# [What you have to do]
Quote the entries below from their start through the line containing "[153,656,408,752]", including that line. Omit the pictures from your answer.

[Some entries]
#####

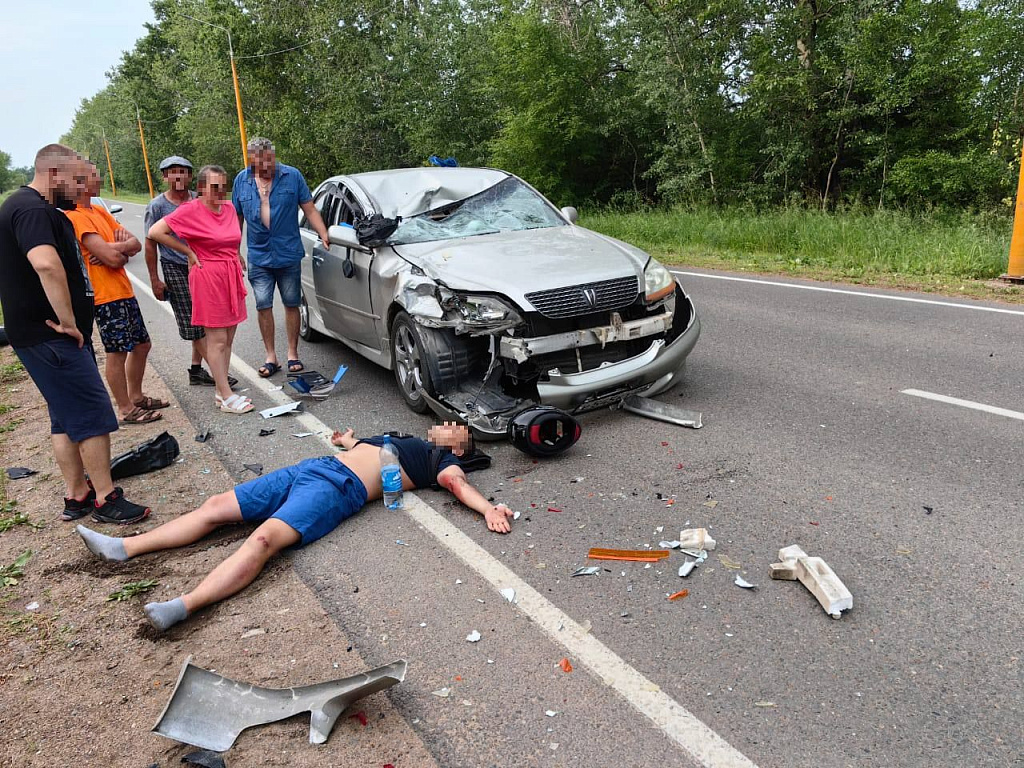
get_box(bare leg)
[125,341,153,404]
[104,352,135,416]
[256,306,278,362]
[181,518,301,613]
[79,434,114,502]
[50,434,89,501]
[285,306,299,360]
[122,490,242,557]
[206,328,233,400]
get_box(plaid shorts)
[160,260,206,341]
[96,296,150,352]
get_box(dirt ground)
[0,348,434,768]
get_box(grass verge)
[580,208,1024,302]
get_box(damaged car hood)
[394,226,648,307]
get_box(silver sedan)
[300,168,700,437]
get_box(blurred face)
[164,165,191,193]
[249,150,278,178]
[199,173,227,205]
[427,421,470,456]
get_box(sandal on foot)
[217,394,253,414]
[256,360,281,379]
[121,406,164,424]
[135,395,171,411]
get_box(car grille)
[526,276,639,318]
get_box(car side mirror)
[327,224,370,253]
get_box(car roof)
[327,167,512,217]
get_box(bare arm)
[28,246,85,347]
[82,232,129,269]
[437,466,513,534]
[145,219,203,267]
[299,200,331,248]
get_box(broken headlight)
[441,293,522,328]
[643,259,676,304]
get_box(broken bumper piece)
[153,656,408,752]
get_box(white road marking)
[128,272,757,768]
[900,389,1024,421]
[672,269,1024,316]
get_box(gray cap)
[160,155,193,171]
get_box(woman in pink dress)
[148,165,253,414]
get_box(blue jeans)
[249,261,302,309]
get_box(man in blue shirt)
[231,137,330,379]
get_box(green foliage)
[106,579,160,603]
[0,549,32,589]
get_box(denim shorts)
[96,296,150,352]
[249,261,302,309]
[234,456,367,547]
[14,339,118,442]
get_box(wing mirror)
[327,224,370,253]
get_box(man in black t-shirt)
[0,144,150,524]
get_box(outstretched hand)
[483,504,515,534]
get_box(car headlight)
[442,294,520,328]
[643,259,676,304]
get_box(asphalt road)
[121,204,1024,768]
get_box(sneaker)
[188,368,239,387]
[60,493,96,522]
[92,487,150,525]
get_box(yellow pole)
[1000,142,1024,283]
[228,54,249,168]
[103,136,118,198]
[135,104,157,200]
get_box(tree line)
[65,0,1024,210]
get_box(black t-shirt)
[0,186,93,347]
[359,435,461,488]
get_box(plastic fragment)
[587,547,670,562]
[733,573,757,590]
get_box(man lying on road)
[78,423,512,631]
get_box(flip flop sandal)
[121,406,164,425]
[135,395,171,411]
[218,394,253,414]
[256,360,281,379]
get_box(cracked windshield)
[388,178,565,246]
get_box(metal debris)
[153,656,407,752]
[732,573,758,590]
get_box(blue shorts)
[249,261,302,309]
[234,456,367,547]
[14,339,118,442]
[96,296,150,352]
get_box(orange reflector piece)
[587,547,671,562]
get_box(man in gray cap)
[145,155,238,387]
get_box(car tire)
[391,312,434,414]
[299,291,324,342]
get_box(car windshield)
[388,177,565,246]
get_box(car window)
[388,177,567,245]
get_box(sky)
[0,0,154,167]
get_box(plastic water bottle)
[381,435,402,509]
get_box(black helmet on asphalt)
[508,406,583,458]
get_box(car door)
[312,184,380,350]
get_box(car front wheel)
[391,312,433,414]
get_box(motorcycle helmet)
[508,406,583,459]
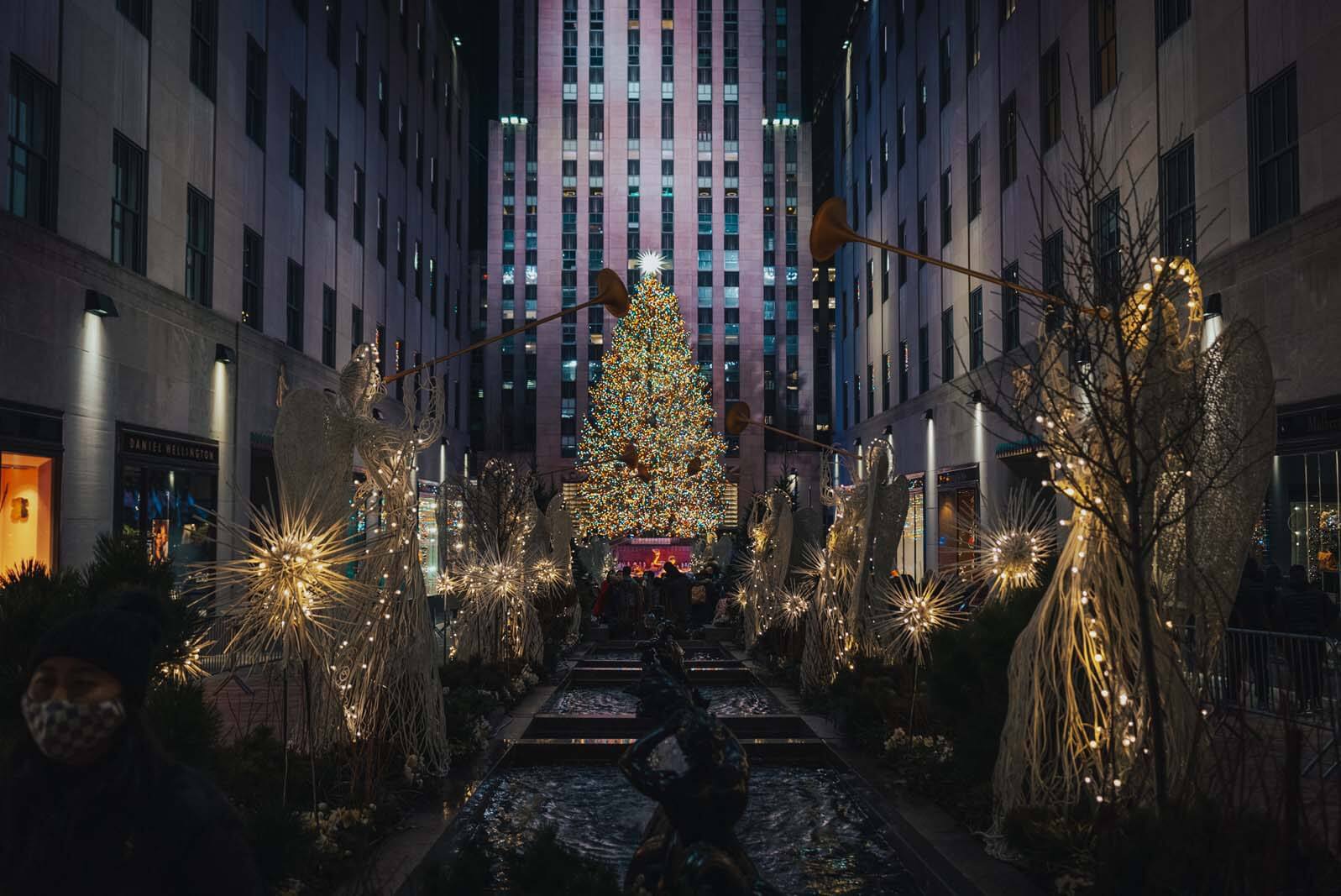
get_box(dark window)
[1038,42,1062,151]
[964,0,983,71]
[1155,0,1192,43]
[322,283,335,368]
[186,185,215,308]
[1094,191,1123,301]
[917,68,927,139]
[9,59,57,229]
[1160,137,1197,261]
[1042,231,1066,333]
[354,29,368,106]
[1002,261,1019,351]
[968,133,983,220]
[112,132,144,274]
[377,68,388,139]
[377,193,386,267]
[897,222,908,286]
[1249,65,1299,235]
[1090,0,1117,103]
[1000,94,1017,189]
[288,90,307,186]
[326,132,339,217]
[243,227,265,330]
[940,29,952,108]
[898,103,908,169]
[940,307,955,382]
[285,259,303,351]
[354,165,364,245]
[247,35,267,149]
[940,168,951,247]
[326,0,339,65]
[898,339,912,401]
[968,286,983,370]
[917,323,930,395]
[191,0,218,99]
[117,0,149,38]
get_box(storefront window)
[0,451,56,575]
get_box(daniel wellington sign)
[119,428,218,467]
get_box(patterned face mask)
[22,694,126,762]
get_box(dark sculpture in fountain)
[620,626,778,896]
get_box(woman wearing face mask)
[0,595,261,896]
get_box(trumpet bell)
[595,267,629,318]
[810,196,856,261]
[727,401,752,436]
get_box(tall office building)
[0,0,469,570]
[472,0,826,523]
[830,0,1341,582]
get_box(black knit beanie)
[29,591,162,707]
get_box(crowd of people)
[591,561,726,636]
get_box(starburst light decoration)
[957,488,1056,601]
[874,570,968,665]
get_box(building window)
[968,133,983,222]
[353,165,364,245]
[1094,191,1123,301]
[354,29,368,106]
[968,286,983,370]
[247,35,267,149]
[896,222,908,286]
[964,0,983,71]
[1002,261,1019,351]
[322,283,335,368]
[1042,229,1066,333]
[186,185,215,308]
[1155,0,1192,43]
[1000,94,1017,189]
[940,168,951,249]
[1249,65,1299,236]
[117,0,149,38]
[917,68,927,139]
[1038,42,1062,153]
[326,0,339,68]
[940,307,955,382]
[191,0,218,99]
[940,29,952,108]
[288,90,307,186]
[285,259,303,351]
[112,132,144,274]
[326,132,339,217]
[1090,0,1117,103]
[243,227,265,330]
[917,323,930,395]
[1160,137,1197,261]
[9,59,57,230]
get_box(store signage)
[121,429,218,467]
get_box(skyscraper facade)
[471,0,826,523]
[830,0,1341,582]
[0,0,469,571]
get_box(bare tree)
[964,68,1274,813]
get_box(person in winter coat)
[0,595,263,896]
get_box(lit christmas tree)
[575,252,726,538]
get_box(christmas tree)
[575,254,726,538]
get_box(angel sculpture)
[993,259,1274,818]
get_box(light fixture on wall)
[85,290,121,318]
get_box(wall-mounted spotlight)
[85,290,121,318]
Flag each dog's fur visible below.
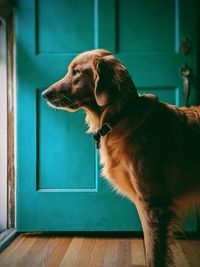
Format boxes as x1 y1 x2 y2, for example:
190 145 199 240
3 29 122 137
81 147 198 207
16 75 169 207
43 49 200 267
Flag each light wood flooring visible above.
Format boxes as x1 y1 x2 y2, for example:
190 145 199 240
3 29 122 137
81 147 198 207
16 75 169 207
0 234 200 267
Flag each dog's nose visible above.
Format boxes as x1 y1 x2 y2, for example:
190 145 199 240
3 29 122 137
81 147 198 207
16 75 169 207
42 89 52 99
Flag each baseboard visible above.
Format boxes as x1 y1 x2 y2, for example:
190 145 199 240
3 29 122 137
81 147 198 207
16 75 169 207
0 228 18 252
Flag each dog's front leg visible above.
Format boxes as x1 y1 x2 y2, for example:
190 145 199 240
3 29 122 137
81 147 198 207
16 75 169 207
137 201 173 267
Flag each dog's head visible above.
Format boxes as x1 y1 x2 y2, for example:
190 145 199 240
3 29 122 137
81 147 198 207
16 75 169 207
43 49 137 111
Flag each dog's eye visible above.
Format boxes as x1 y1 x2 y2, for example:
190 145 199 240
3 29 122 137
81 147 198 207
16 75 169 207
72 69 80 76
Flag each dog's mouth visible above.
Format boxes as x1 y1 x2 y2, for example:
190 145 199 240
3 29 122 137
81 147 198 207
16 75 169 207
43 93 79 109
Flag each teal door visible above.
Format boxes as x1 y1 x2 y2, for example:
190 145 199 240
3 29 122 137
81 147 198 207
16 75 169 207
16 0 197 231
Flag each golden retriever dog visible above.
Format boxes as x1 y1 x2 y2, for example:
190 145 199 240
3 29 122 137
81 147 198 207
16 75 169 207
43 49 200 267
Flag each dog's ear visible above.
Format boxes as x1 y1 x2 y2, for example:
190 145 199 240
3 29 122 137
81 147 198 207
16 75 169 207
93 55 136 106
94 57 112 107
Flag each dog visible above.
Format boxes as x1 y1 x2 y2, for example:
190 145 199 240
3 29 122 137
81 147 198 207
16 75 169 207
43 49 200 267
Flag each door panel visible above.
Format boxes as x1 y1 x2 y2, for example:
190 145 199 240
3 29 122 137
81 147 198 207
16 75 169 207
16 0 196 231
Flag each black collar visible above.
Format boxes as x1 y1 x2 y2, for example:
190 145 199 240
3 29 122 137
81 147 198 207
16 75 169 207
93 111 124 149
93 123 112 149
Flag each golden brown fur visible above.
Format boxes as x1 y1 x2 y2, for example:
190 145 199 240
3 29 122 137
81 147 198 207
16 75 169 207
43 50 200 267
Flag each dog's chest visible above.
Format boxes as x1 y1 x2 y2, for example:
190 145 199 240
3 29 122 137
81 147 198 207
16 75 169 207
100 138 136 201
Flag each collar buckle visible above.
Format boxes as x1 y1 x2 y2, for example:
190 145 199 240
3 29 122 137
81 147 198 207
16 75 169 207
93 122 112 149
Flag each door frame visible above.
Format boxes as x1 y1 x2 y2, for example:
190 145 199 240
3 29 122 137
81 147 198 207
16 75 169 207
0 12 17 251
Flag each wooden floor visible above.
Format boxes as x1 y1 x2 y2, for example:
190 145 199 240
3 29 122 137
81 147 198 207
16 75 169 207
0 234 200 267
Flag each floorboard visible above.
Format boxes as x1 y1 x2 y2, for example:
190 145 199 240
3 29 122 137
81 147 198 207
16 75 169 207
0 234 200 267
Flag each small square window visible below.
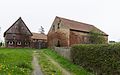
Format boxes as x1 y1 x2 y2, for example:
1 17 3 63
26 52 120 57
17 42 21 45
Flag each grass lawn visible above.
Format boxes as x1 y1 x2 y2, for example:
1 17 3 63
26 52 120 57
0 48 32 75
41 49 93 75
39 50 62 75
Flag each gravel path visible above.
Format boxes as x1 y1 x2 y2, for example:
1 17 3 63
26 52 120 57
32 51 43 75
44 54 72 75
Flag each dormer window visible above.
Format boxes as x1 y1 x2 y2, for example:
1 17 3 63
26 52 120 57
17 42 21 45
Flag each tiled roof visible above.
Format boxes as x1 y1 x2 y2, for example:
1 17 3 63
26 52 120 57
57 16 108 35
31 33 47 40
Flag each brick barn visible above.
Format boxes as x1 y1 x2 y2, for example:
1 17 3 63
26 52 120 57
31 33 47 49
48 17 108 47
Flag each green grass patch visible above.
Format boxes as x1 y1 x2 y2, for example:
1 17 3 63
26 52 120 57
0 48 32 75
39 50 62 75
42 49 93 75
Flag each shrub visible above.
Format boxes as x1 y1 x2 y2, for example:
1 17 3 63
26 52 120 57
71 44 120 75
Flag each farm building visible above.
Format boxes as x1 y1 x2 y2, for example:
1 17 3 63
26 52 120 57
31 33 47 48
4 17 47 48
4 17 32 48
48 17 108 47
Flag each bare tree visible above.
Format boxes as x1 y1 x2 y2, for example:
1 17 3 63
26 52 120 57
39 26 45 34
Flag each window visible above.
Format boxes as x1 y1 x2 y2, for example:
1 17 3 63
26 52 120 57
8 41 13 45
17 42 21 45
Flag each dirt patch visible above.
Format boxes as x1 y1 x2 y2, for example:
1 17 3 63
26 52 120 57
44 54 72 75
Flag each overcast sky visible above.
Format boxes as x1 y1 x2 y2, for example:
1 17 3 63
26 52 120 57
0 0 120 41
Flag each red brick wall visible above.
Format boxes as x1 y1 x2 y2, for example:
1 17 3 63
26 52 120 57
48 31 69 47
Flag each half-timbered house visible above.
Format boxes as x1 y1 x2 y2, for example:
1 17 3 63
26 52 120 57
4 17 32 48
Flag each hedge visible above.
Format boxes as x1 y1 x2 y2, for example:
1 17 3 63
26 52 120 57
71 44 120 75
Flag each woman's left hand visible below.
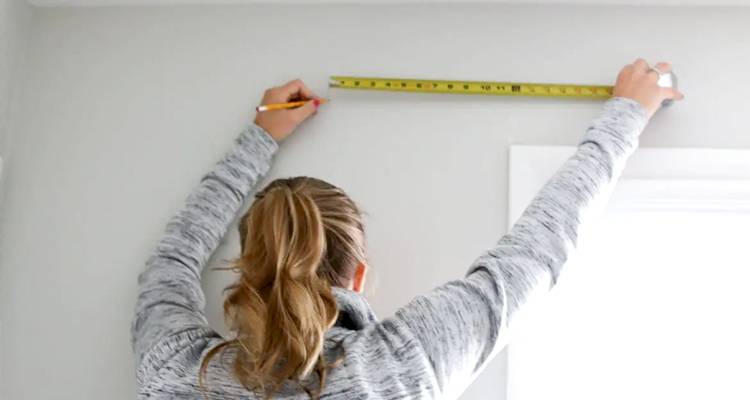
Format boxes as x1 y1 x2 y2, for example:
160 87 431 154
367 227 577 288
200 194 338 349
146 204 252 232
255 79 320 142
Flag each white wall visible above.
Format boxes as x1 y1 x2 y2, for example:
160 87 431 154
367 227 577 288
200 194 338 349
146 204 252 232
0 0 31 198
0 5 750 399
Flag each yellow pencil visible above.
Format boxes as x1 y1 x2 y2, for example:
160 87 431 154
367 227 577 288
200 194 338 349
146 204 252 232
255 99 328 112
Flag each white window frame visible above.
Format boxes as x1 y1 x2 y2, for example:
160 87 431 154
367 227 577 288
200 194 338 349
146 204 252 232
505 145 750 400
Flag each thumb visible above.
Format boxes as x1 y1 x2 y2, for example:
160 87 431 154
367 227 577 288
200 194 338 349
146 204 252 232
290 99 320 122
661 88 685 100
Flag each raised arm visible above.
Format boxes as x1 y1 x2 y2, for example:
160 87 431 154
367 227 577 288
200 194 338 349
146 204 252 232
384 60 681 397
132 80 317 365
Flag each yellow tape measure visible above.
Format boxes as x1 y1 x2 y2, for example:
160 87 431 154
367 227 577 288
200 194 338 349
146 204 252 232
329 76 612 99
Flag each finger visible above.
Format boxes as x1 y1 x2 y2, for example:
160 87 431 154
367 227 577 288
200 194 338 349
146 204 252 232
278 79 314 101
289 100 319 124
654 61 672 72
661 88 685 100
633 58 649 72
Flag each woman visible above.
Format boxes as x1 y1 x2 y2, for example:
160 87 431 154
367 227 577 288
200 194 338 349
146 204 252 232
132 59 683 399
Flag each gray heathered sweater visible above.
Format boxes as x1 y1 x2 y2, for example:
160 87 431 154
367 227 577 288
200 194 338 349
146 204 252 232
132 98 647 400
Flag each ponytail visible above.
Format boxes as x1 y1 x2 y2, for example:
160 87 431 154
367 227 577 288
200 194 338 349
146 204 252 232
199 181 346 398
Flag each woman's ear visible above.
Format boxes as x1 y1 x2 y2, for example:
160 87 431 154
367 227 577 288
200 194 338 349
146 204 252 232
352 262 367 293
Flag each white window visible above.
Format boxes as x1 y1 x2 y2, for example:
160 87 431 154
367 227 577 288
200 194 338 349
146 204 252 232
508 146 750 400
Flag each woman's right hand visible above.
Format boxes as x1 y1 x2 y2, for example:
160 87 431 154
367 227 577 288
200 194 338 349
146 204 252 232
613 58 685 118
255 79 320 142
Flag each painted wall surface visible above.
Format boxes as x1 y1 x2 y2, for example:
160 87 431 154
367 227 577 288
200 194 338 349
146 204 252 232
0 0 31 197
0 5 750 399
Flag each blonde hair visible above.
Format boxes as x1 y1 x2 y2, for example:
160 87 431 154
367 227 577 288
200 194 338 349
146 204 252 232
199 177 365 398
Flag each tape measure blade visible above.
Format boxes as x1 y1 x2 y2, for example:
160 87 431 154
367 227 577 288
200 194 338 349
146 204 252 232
329 76 612 98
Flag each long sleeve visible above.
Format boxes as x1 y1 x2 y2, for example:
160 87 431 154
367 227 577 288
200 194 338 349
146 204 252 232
383 98 647 398
132 124 278 365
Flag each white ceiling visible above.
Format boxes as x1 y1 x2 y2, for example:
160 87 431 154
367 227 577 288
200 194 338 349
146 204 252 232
28 0 750 6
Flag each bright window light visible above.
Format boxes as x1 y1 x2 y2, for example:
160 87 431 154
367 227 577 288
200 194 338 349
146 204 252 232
507 146 750 400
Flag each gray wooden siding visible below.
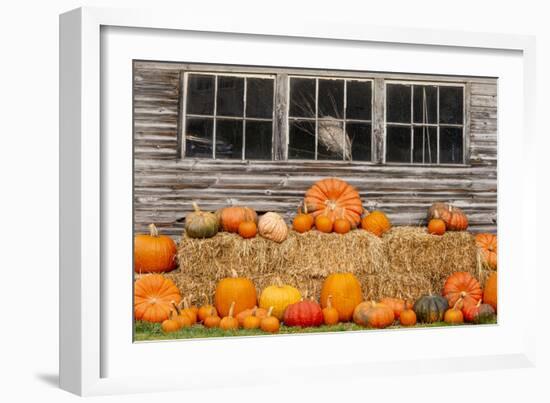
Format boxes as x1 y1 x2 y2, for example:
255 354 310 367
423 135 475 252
134 62 497 236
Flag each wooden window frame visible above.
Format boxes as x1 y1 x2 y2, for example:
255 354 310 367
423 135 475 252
382 80 470 167
177 63 474 167
178 70 276 161
284 74 374 164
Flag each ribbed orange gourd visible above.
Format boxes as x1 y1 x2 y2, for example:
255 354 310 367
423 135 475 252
304 178 363 228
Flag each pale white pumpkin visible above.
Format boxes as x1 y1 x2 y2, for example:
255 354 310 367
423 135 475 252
258 212 288 243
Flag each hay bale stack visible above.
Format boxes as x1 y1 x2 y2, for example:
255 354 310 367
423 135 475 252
167 231 389 299
167 227 488 302
384 227 487 299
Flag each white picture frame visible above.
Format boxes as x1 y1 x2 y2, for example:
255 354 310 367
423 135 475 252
60 8 537 395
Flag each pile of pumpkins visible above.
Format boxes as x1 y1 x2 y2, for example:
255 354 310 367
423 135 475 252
185 178 391 243
134 272 497 333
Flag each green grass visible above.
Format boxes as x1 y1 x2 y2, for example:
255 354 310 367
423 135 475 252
134 321 496 341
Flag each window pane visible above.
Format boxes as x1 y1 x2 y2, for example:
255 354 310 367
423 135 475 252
386 126 411 162
317 121 344 160
439 127 464 164
289 78 315 118
413 85 437 123
288 121 315 160
217 76 244 116
346 81 372 120
246 78 273 119
244 121 273 160
216 119 243 160
319 80 344 119
346 122 371 161
413 126 437 164
185 118 214 158
187 74 216 115
439 86 463 124
386 84 411 123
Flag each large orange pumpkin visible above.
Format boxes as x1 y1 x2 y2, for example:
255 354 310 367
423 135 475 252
361 210 391 237
134 274 181 323
483 272 497 312
321 273 363 322
214 271 258 317
428 203 468 231
216 206 258 232
443 271 483 308
134 224 176 273
476 233 497 270
304 178 363 228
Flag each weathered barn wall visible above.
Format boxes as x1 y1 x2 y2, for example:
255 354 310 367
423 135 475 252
134 62 497 236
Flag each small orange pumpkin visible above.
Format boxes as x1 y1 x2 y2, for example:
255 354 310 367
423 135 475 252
380 297 412 319
321 273 363 322
442 272 483 309
428 218 446 235
333 209 351 234
216 206 258 232
399 308 416 326
476 233 497 270
134 224 176 273
239 221 258 239
214 270 258 316
315 215 333 234
361 210 391 237
197 294 218 322
292 205 315 233
220 302 239 330
160 312 181 333
443 298 464 325
323 295 340 325
260 307 281 333
203 307 221 329
428 203 468 231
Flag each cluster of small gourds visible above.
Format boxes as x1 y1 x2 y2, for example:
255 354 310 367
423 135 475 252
135 271 497 333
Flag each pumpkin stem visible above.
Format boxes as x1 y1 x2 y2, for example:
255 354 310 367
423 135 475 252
191 202 201 213
327 295 332 309
170 301 180 318
453 291 465 310
148 223 159 237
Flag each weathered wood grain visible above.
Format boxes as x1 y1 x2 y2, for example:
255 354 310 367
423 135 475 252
133 62 498 237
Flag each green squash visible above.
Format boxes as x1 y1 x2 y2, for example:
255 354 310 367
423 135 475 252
413 295 449 323
185 202 219 238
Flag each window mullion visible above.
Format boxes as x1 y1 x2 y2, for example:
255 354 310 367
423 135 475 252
241 77 248 161
212 75 218 159
315 78 319 161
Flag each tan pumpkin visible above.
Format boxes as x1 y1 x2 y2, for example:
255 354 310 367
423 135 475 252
476 233 498 270
428 203 468 231
260 280 302 320
258 212 288 243
134 224 176 273
353 301 395 329
185 202 219 238
321 273 363 322
361 210 391 237
304 178 363 228
216 206 258 232
134 274 181 323
214 270 257 317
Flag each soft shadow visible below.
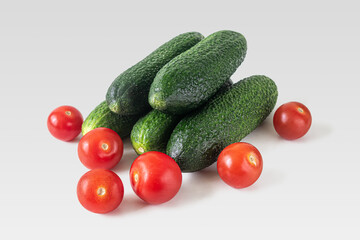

#####

# [Result]
get_box(bare leg)
[125,341,153,404]
[104,352,135,416]
[256,306,278,362]
[181,518,301,613]
[79,434,114,502]
[50,434,89,501]
[285,306,299,360]
[122,490,242,557]
[206,328,233,400]
get_box(plaid shorts)
[160,260,206,341]
[96,296,150,352]
get_box(dirt ground)
[0,348,434,768]
get_box(grass verge)
[580,208,1024,302]
get_box(damaged car hood)
[394,226,648,307]
get_box(silver sedan)
[300,168,700,437]
get_box(blurred face)
[164,165,191,193]
[249,150,278,178]
[199,173,227,205]
[427,421,470,456]
get_box(sandal on foot)
[217,394,253,414]
[256,360,281,379]
[121,406,164,424]
[135,395,171,411]
get_box(car grille)
[526,276,639,318]
get_box(car side mirror)
[327,224,370,253]
get_box(car roof)
[327,167,512,217]
get_box(bare arm)
[28,246,85,347]
[82,232,129,269]
[437,466,513,534]
[145,219,203,267]
[299,200,331,248]
get_box(broken headlight)
[441,293,522,328]
[643,259,676,304]
get_box(broken bumper piece)
[153,656,408,752]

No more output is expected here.